Document text:
◇ ◇ ◇ ◇ ◇ ◇ ◇
Early on, Keene had showed artistic leanings but he was not trained in art. As a self-taught artist, he spent his spare time drawing and painting watercolours of historical and nautical subjects. His mother, acting as his agent, found a purchaser for the pictures which led to Keene being apprenticed to the wood-engravers, Whympers for five years. During this time, he designed the illustrations to an edition of ‘Robinson Crusoe’. At the conclusion of his apprenticeship, Keene worked for the ‘Illustrated London News’ and other periodicals.

Finished drawing for ‘Our Medical Students’ (1885),
Charles Samuel KEENE, NGV Collection

In early 1850, Keene started work for the periodical ‘Punch’ ultimately becoming one of its principal contributors – his works being signed with the well-recognized initials “C.K.”. This association continued for 40 years. A volume containing many of his ‘Punch’ drawings appeared in 1881 under the title ‘Our People’. Keene was essentially an artist of the lower and middle classes, and, as his obituary says, ‘drew with unerring and not unkindly appreciation the well-to-do city man, and the gay young clerk, the medical student, the old lady of the omnibus, the railway porter, the cabdriver, ‘Arry and ‘Arriet, and the street ragamuffin’. While the bulk of Keene’s work was for ‘Punch’, he also contributed illustrations for the writers George Eliot and William Thackeray and for other publications.

Chronology (Top L) and Juvenile vagrancy (Top R)
Temperature (Bottom L) and Untimely (Bottom R)
Charles Samuel KEENE, NGV Collection

Described as a shy retiring man, Keene never married and lived a simple and quiet life confining his associations to a few old friends. He was neither ambitious nor interested in popularity or society, and he was reluctant to self-promote. As far as he could prevent it, no drawing of his was ever exhibited in public or sold. Despite this reticence, and lack of exhibition history, the jury of the Paris Exhibition in 1890 bestowed a gold medal on him for his artistic ability. He was recognised for: ‘ his absolute command of [his] medium; his rigid suppression of the superfluous; his unfaltering instinct where to stay his stroke; these things taken in connection with his fidelity to nature, his skill in composition, and his power of suggesting colour and seizing fugitive expression, made him an almost unique personality in humorous art’.

Artist friends and colleagues (including Walter Sickert and James McNeill Whistler) regarded Keene as ‘an artist’s artist’ and he held the foremost place among English craftsmen working in ‘black and white’.  He did not invent his characters but drew life as he saw it and where he chose to look for it – humorously, always kindly – which gave his drawings a sense of immediacy and vivacity. Perhaps, not surprisingly, Keene’s last drawing, made three months before he died of a protracted illness, was a sketch of his favourite dog, Toby who had recently died.
◇ ◇ ◇ ◇ ◇ ◇ ◇
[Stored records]
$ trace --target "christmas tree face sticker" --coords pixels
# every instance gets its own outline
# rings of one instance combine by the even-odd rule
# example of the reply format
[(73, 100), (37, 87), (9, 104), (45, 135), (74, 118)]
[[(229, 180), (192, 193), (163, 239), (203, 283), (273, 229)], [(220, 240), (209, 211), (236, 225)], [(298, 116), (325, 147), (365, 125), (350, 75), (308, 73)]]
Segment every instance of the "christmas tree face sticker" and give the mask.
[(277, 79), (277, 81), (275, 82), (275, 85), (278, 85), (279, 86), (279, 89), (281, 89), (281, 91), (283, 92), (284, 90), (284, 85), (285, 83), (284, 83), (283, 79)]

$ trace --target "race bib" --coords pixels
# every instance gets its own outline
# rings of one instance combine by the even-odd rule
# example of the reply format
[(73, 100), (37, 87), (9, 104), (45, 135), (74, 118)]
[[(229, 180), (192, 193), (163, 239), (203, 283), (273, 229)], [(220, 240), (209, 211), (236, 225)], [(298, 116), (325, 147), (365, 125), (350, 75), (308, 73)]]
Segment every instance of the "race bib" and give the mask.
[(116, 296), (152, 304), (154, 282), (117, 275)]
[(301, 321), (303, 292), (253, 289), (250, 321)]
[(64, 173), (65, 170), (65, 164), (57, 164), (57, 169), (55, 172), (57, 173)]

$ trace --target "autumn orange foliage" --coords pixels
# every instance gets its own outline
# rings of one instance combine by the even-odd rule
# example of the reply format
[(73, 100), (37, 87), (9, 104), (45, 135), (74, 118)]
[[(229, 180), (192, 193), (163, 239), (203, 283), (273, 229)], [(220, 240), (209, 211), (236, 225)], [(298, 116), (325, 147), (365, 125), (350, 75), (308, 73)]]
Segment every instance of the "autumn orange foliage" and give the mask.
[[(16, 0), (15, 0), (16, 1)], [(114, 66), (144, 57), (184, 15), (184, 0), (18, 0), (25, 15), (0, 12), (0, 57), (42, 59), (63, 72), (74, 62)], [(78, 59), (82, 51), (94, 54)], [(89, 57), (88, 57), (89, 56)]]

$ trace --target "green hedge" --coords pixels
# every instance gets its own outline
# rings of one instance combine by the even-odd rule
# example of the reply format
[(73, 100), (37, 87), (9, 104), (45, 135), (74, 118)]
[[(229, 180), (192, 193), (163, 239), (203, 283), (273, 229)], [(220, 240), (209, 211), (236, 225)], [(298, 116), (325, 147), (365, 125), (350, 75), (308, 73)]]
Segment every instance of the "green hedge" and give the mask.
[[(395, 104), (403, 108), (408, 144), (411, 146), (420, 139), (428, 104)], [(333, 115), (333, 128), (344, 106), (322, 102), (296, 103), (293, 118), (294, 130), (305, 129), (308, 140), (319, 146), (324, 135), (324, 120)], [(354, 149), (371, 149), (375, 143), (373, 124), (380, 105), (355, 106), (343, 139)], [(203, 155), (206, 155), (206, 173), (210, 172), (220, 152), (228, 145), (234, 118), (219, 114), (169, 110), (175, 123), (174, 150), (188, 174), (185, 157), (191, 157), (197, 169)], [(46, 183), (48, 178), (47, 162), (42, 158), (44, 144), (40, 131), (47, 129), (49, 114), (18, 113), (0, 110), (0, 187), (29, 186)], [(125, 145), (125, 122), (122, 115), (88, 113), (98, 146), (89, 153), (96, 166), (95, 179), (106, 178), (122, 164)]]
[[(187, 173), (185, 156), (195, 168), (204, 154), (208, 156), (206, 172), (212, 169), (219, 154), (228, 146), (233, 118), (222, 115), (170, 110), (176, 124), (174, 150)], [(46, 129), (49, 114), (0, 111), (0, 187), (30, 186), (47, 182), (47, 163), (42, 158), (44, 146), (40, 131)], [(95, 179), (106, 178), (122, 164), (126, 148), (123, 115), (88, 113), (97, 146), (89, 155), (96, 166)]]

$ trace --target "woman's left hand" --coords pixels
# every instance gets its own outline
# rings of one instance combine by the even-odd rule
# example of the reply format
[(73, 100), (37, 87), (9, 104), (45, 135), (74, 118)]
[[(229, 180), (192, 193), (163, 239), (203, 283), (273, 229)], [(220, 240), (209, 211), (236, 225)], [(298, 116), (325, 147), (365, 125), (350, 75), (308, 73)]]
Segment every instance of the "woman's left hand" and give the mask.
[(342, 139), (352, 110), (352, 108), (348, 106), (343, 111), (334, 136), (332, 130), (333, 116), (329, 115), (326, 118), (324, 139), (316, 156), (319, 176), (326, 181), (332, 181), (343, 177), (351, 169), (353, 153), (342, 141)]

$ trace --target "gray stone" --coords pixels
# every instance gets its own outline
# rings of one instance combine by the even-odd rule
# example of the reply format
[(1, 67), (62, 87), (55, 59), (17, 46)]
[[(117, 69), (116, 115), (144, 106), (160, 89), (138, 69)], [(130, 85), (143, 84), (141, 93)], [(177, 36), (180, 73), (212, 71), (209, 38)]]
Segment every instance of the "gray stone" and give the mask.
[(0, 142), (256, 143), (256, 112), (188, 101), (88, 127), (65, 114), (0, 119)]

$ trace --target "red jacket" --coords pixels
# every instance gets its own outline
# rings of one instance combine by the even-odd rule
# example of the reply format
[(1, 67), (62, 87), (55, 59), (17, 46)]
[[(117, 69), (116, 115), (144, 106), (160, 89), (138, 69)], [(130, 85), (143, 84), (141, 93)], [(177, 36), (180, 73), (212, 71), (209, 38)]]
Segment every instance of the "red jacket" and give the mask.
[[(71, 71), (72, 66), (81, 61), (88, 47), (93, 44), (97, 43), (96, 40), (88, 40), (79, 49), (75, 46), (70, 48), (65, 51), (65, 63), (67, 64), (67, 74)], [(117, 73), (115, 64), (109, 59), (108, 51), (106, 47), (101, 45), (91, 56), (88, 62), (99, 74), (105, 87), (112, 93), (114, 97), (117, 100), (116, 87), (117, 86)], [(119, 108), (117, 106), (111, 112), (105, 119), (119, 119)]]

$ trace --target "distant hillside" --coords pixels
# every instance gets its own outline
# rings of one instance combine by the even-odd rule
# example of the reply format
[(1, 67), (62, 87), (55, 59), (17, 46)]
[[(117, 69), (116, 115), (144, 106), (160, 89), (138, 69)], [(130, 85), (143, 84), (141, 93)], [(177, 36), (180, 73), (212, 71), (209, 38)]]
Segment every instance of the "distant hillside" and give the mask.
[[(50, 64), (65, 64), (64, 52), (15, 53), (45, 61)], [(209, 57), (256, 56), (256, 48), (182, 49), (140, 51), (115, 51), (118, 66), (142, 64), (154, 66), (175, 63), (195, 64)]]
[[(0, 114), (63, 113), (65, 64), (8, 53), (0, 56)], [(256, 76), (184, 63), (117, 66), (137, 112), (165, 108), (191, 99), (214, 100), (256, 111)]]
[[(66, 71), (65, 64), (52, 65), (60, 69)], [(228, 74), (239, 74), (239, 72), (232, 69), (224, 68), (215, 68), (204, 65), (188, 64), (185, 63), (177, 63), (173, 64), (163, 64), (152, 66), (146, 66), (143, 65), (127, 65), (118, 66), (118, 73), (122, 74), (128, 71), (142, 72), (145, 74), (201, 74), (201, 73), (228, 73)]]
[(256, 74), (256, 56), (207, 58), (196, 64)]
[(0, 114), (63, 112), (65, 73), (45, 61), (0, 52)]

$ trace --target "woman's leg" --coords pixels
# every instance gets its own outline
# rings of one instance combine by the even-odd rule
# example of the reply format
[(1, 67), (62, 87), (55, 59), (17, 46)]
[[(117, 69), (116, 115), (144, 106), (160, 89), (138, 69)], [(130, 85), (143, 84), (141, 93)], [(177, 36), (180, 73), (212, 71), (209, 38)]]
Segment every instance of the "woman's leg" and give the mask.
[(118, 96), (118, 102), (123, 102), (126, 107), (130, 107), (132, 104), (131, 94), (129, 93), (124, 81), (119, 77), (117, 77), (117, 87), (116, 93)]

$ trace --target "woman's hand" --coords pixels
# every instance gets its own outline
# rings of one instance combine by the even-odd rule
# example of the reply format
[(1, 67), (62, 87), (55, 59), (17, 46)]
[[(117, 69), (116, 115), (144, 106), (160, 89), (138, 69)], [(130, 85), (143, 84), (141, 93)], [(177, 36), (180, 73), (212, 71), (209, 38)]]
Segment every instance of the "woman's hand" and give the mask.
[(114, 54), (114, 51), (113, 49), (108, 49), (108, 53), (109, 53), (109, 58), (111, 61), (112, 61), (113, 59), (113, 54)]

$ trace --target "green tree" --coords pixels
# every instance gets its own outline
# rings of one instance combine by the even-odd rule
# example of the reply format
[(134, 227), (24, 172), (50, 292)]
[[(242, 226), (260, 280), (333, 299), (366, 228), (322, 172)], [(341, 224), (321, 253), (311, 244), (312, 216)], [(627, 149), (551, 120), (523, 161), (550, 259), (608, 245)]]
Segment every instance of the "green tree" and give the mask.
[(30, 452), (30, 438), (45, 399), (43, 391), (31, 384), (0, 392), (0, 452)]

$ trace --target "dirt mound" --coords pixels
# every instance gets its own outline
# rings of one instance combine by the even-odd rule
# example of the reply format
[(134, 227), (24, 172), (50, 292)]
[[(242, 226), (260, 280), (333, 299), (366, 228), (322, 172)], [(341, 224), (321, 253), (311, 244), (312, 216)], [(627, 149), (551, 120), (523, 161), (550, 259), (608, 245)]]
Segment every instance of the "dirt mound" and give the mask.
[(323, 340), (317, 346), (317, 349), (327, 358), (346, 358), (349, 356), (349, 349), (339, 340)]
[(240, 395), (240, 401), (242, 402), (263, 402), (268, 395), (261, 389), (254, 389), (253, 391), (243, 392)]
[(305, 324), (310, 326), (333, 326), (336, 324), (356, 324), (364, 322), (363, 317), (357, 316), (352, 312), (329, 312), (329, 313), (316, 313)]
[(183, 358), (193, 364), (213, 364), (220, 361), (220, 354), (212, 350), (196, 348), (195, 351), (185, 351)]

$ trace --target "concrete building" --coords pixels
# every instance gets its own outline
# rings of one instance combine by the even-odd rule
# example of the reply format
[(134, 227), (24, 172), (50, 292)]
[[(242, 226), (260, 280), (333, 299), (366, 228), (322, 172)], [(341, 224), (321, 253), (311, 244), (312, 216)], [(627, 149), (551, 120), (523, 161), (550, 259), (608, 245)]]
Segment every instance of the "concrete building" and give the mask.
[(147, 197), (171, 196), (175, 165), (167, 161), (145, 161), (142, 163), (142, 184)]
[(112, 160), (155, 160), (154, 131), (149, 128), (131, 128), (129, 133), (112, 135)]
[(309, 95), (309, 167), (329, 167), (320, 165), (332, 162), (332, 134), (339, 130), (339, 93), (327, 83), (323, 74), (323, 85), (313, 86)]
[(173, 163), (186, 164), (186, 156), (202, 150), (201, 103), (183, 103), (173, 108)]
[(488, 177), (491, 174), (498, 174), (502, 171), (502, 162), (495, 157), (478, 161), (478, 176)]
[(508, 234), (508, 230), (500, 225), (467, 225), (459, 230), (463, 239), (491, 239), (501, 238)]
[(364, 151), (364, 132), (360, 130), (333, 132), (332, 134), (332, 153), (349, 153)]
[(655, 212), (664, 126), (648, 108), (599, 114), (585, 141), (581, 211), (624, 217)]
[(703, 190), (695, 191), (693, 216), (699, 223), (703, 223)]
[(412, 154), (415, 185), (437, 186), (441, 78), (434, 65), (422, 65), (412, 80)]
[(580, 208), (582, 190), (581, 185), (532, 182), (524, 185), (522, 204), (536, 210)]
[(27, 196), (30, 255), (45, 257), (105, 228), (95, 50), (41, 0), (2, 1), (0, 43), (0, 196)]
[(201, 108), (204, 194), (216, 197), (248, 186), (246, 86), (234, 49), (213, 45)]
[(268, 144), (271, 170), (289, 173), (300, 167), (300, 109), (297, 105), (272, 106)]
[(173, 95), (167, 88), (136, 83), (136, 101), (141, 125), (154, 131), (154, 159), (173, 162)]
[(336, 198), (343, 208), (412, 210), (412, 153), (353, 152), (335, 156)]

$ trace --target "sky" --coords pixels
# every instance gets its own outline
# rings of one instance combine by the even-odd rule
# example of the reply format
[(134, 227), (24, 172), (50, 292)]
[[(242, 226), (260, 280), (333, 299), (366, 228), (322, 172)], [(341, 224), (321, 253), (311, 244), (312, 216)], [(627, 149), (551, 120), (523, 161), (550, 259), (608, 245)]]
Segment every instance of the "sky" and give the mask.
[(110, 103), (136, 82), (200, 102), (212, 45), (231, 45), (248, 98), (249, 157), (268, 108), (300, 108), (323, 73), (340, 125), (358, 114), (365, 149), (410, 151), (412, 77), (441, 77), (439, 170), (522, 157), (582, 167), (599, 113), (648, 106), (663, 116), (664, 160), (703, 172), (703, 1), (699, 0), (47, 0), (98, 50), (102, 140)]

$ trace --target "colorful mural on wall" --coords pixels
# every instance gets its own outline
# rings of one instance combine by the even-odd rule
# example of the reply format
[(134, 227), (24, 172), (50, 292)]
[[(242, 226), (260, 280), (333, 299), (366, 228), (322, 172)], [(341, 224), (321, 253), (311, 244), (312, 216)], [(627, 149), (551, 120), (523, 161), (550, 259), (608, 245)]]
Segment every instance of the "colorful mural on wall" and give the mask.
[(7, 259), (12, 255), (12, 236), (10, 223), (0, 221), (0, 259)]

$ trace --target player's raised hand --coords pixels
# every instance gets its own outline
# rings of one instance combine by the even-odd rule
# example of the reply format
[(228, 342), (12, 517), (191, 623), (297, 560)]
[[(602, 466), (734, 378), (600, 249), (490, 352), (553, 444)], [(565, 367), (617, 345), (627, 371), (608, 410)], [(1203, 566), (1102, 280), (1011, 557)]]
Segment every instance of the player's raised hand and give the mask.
◇ ◇ ◇ ◇ ◇ ◇ ◇
Exercise requirements:
Answer these questions using the text on Charles Samuel Keene.
1. For how many years was Keene apprenticed to the wood-engravers Whympers?
2. Under what title did a volume of Keene's 'Punch' drawings appear in 1881?
3. What did the jury of the Paris Exhibition in 1890 bestow on Keene?

Exercise result:
1. Five years.
2. 'Our People'.
3. A gold medal for his artistic ability.